Problem = Render every line of the items below as a JSON list of strings, one string per line and no entries for blank lines. Omit the pictures from the answer.

Task data =
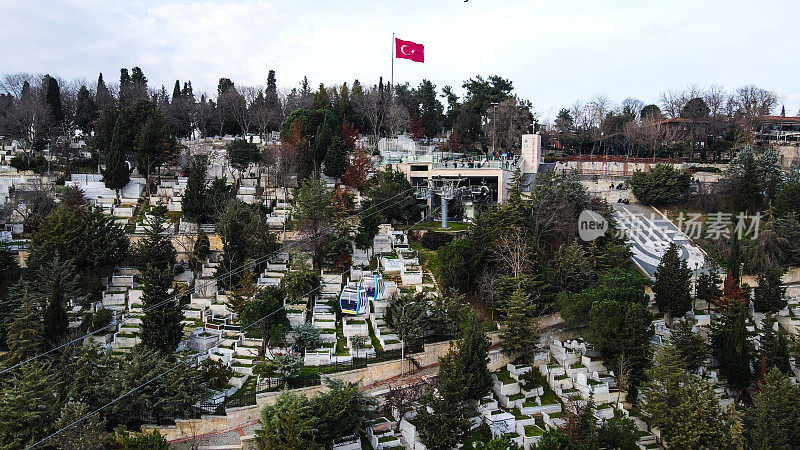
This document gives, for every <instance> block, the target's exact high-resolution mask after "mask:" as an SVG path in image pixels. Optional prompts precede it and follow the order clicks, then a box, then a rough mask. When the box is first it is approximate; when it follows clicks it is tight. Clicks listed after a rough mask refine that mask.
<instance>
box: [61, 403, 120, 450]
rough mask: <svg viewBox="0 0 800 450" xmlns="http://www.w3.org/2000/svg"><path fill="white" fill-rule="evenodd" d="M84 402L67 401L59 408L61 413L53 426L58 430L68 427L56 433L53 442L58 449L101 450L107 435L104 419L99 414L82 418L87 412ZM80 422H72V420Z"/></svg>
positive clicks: (104, 447)
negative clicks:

Result below =
[
  "This document gives, for every <instance> block, the target's exact high-resolution mask after \"mask:\" as an SVG path in image pixels. Optional prompts precede it and follow the order clicks, then a box, then a rough mask. When the box is first it is approximate; when it follows clicks it is tight. Clicks listed after a rough mask refine that mask.",
  "<instance>",
  "box: [61, 403, 120, 450]",
  "rough mask: <svg viewBox=\"0 0 800 450\" xmlns=\"http://www.w3.org/2000/svg\"><path fill=\"white\" fill-rule=\"evenodd\" d=\"M84 402L67 401L59 408L61 413L53 426L58 430L68 427L56 433L53 442L58 449L101 450L107 435L104 419L99 414L82 418L87 412ZM80 422H72V420Z\"/></svg>",
  "positive clicks: (104, 447)",
  "negative clicks:"
]